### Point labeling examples
╭──

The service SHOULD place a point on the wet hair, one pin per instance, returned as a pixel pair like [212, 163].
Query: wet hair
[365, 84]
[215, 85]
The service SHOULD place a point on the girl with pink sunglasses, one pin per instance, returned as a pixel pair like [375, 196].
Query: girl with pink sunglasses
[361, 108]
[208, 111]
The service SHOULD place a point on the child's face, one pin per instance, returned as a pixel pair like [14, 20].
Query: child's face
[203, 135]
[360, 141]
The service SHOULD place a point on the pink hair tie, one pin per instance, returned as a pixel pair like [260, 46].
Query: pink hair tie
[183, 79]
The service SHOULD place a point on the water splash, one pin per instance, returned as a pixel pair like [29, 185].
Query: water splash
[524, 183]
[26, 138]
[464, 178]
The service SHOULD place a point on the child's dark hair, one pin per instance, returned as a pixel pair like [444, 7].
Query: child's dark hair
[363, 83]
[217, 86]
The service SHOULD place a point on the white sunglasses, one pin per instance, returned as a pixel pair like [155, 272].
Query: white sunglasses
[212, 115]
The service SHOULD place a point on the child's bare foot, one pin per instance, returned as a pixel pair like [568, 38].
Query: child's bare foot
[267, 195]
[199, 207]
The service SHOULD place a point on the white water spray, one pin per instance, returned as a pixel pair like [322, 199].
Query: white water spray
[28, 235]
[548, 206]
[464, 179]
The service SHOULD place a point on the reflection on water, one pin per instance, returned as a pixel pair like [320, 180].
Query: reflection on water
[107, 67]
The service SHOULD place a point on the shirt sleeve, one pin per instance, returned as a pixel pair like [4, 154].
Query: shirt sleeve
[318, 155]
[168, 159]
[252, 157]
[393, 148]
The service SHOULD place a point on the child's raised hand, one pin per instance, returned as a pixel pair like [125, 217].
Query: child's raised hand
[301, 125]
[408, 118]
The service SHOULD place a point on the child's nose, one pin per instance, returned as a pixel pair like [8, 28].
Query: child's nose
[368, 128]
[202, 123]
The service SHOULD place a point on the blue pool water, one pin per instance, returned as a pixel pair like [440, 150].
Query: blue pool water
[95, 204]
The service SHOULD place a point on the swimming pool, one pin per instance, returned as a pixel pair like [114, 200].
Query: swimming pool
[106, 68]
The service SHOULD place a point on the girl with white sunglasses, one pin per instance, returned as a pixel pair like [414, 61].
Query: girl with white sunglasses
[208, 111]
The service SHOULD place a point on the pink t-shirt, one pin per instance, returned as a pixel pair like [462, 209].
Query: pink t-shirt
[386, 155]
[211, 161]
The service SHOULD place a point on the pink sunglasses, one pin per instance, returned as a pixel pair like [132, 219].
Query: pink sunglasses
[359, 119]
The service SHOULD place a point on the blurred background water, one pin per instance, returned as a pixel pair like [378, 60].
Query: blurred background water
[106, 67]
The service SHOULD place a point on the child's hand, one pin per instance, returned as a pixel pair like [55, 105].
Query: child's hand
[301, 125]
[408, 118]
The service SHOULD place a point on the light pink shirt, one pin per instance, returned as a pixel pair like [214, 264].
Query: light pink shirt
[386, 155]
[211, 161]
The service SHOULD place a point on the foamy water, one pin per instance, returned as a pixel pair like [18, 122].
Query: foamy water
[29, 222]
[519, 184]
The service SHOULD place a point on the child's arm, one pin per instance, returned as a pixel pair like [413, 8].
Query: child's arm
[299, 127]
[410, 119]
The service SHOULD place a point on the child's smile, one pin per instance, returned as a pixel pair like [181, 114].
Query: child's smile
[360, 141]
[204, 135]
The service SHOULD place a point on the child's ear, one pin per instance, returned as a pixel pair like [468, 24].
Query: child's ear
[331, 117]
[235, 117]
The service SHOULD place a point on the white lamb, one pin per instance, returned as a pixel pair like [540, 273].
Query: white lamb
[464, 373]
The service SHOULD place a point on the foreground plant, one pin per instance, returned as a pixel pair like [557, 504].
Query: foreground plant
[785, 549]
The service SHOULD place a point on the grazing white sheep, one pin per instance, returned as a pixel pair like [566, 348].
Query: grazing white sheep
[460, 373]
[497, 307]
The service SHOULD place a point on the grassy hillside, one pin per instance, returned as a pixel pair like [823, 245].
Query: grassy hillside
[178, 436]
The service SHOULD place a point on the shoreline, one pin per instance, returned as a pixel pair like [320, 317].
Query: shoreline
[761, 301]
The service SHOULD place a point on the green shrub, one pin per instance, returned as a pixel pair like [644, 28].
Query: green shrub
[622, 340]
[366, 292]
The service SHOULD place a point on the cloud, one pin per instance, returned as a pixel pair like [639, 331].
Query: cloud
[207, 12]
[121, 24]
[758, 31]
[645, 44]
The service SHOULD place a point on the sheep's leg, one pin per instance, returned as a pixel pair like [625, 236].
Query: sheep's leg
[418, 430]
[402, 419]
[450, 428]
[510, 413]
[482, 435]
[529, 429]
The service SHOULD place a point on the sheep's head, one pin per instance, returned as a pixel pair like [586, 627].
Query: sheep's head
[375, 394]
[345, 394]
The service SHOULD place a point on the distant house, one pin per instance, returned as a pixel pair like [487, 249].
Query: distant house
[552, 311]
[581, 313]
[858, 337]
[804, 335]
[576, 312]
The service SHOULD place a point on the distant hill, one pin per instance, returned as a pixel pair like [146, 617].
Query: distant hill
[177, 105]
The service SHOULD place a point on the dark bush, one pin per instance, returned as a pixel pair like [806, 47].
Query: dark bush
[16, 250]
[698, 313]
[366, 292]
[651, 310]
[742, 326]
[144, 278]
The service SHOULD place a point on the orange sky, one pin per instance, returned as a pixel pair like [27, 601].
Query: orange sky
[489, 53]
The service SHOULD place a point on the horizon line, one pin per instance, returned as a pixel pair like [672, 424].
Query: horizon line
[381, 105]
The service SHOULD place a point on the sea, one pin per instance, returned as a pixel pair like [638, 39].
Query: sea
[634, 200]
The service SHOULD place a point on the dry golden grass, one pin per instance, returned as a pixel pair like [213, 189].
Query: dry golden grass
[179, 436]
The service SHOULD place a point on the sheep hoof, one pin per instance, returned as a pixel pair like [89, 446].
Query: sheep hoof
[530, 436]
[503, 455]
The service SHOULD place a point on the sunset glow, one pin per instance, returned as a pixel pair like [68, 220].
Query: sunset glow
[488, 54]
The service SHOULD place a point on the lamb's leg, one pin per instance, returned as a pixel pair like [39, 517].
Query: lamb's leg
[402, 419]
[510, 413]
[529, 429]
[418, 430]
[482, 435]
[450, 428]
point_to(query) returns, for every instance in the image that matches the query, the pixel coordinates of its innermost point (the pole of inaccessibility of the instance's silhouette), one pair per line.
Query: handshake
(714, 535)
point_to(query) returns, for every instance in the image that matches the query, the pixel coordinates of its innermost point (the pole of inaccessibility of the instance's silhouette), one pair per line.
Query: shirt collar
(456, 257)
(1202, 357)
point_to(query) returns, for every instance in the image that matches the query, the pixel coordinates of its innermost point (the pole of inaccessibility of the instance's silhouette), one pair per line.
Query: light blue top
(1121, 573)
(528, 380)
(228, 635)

╰──

### Your task
From the first line to the last, retype the data exactly.

### Solution to this exercise
The service SHOULD place a point on the wet hair, one pin per instance, returned as a pixel pair like [212, 163].
Query: wet hair
[365, 84]
[215, 85]
The service SHOULD place a point on the girl with pink sunglasses, one pin per instance, returned as a pixel pair like [375, 196].
Query: girl with pink sunglasses
[361, 108]
[208, 111]
The service SHOULD place a point on the child's face, one pin per instance, returned as a pixel pair like [14, 20].
Query: child's face
[203, 135]
[360, 141]
The service SHOULD place a point on the pink hair tie, one pin per instance, returned as a pixel pair like [260, 46].
Query: pink hair tie
[183, 79]
The service SHOULD place a point on the water splash, one pin per instance, returned as a pixel pair like [29, 185].
Query: water splash
[524, 183]
[26, 138]
[464, 178]
The service SHOULD place a point on the child's dark hair, one pin per instance, returned as a pixel pair like [444, 7].
Query: child's dark hair
[363, 83]
[217, 86]
The service SHOULD place a point on the white sunglasses, one pin per instance, returned as a pixel pair like [155, 272].
Query: white sunglasses
[212, 115]
The service SHOULD place a point on the child's bare foot, one pin per instance, returned as a pixel pair like [568, 38].
Query: child's bare foot
[267, 195]
[199, 207]
The service SHOULD place a point on the white water spray, one pin per instance, returned as a pixel pair like [322, 199].
Query: white water spray
[28, 235]
[548, 206]
[464, 179]
The service SHOULD place a point on the reflection on water, one pin per instance, returned as a pixel pair like [320, 180].
Query: reflection on water
[107, 67]
The service SHOULD place a point on the shirt sleeve, one pin per instance, returned as a pixel pair like [4, 154].
Query: shirt sleeve
[318, 155]
[168, 159]
[252, 157]
[393, 148]
The service SHOULD place a point on the child's raised hand, one pin per instance, returned as a pixel pair like [125, 217].
Query: child's raised hand
[301, 125]
[408, 118]
The service SHOULD place a point on the child's nose, one pin per instance, returned as a pixel pair like [8, 28].
Query: child's nose
[368, 128]
[202, 123]
The service SHOULD place a point on the blue pool water, one pin per instance, returned as a pixel pair like [440, 150].
Query: blue pool water
[95, 204]
The service SHOULD place a point on the swimming pool, one pin per instance, returned as a pixel pair like [114, 200].
Query: swimming pool
[106, 68]
The service SHOULD place a point on the girl with white sunglasses, one pin per instance, returned as a pixel pair like [414, 61].
Query: girl with white sunglasses
[208, 111]
The service SHOULD place a point on the pink t-shirt, one pin per instance, returned as a pixel pair like [462, 209].
Query: pink t-shirt
[386, 155]
[211, 161]
The service SHOULD place a point on the pink sunglasses, one pin per instance, returned as a pixel pair like [132, 219].
Query: pink sunglasses
[359, 119]
The service SHOULD place a point on the blurred background water, one pin per instance, returned as a pixel pair like [378, 60].
Query: blurred background water
[106, 67]
The service SHOULD place a point on the child's hand, one pin per instance, returned as a pixel pair like [55, 105].
Query: child's hand
[301, 125]
[408, 118]
The service SHOULD place a point on the light pink shirt, one pin per instance, returned as a pixel pair like [214, 264].
Query: light pink shirt
[386, 155]
[211, 161]
The service SHOULD place a point on the foamy water, one pin per instance, returned as a pixel pair like [18, 122].
Query: foamy water
[29, 222]
[519, 184]
The service SHOULD place a point on the child's arm, one pin per instance, returned as a pixel pair like [413, 8].
Query: child's arm
[299, 127]
[410, 119]
The service SHOULD place a point on the child's smile, one pin per instance, returned as a pixel pair like [181, 114].
Query: child's smile
[360, 141]
[204, 135]
The service SHOULD place a point on the child's ear, one pin per instance, returned as a pixel pair like [468, 24].
Query: child's ear
[331, 117]
[235, 117]
The service SHOULD place a point on the white lamb, one pin per instance, returned as a pixel pair like [540, 273].
Query: white lamb
[464, 373]
The service SHOULD place a point on the foreground plant, one pin per instance, returned as a pixel pair like [557, 504].
Query: foreground plant
[785, 549]
The service SHOULD place a point on the grazing white sheep, one pin per instance, returned as a pixel pair like [566, 348].
Query: grazing white sheep
[460, 373]
[497, 307]
The service SHOULD place a point on the grassy hillside, one pin per instance, returned as a pixel pair like [823, 245].
Query: grassy hillside
[178, 436]
The service SHOULD place a point on the shoreline, one pin per instance, returned as a pixel pair like [320, 317].
Query: shoreline
[761, 301]
The service SHOULD place a point on the green shrub, one pin per instance, returned as a pixel pair like [644, 28].
Query: green shrub
[622, 340]
[366, 292]
The service SHOULD place a point on the cloud, one pin per instance, returned as a pixel pair like [639, 331].
Query: cloud
[207, 12]
[121, 24]
[758, 31]
[645, 44]
The service SHOULD place a point on the sheep's leg, one pin per instance, returned as a pixel pair like [625, 236].
Query: sheep's leg
[418, 430]
[402, 419]
[450, 428]
[510, 413]
[482, 435]
[529, 429]
The service SHOULD place a point on the sheep's head, one pin per instance, returned as a pixel pair like [586, 627].
Query: sheep's head
[375, 394]
[345, 394]
The service SHOULD place a point on the distant house, one pin per instance, returned as a pixel pair like [487, 249].
Query: distant house
[552, 311]
[581, 313]
[858, 337]
[804, 335]
[576, 312]
The service SHOULD place a point on the distant hill, one pin per instance, returned as a pixel pair like [146, 617].
Query: distant hill
[177, 105]
The service SHOULD place a point on the dark bush, one pin per instance, returned as a pixel pair like [806, 47].
Query: dark bush
[16, 250]
[698, 313]
[366, 292]
[651, 310]
[742, 326]
[144, 278]
The service SHOULD place a point on the orange sky, one pin per instance, returned as a pixel pair like [27, 601].
Query: orange sky
[489, 53]
The service SHOULD place a point on the horizon line, one pin per instance, returned as a pixel pair like [672, 424].
Query: horizon line
[381, 105]
The service SHOULD place a point on the sea, one pin per instance, returned as a pixel pair like [638, 39].
Query: sea
[634, 200]
The service SHOULD place a point on the dry golden grass, one pin per instance, returned as a pixel pair like [213, 189].
Query: dry golden grass
[179, 436]
The service SHOULD place a point on the sheep hoof, one pin per instance, returned as a pixel pair like [89, 446].
Query: sheep hoof
[530, 436]
[503, 455]
The service SHOULD place a point on the sunset glow, one pin per instance, returned as a pixel pair like [68, 220].
Query: sunset glow
[488, 54]
The service SHOULD place a point on the lamb's leg, one pin per instance, returned as a pixel pair like [39, 517].
Query: lamb's leg
[402, 419]
[510, 413]
[529, 429]
[418, 430]
[482, 435]
[450, 428]
point_to(query) returns, for every instance in the image that matches the query, the pixel coordinates of its innermost point (the pole of inaccessibility of the instance's silhouette), one pair per line.
Query: handshake
(714, 535)
point_to(query) returns, for every instance in the image that matches the query, the pixel coordinates of its innermost point (the pole of inaccessibility of the instance's silhouette), one pair per line.
Query: shirt collar
(456, 257)
(1202, 357)
point_to(query) returns, for every instance in the image that matches the query, the pixel coordinates of its innermost point (the pole of inaccessibility of the instance's silhouette), one pair per line.
Query: light blue top
(1121, 573)
(528, 380)
(228, 635)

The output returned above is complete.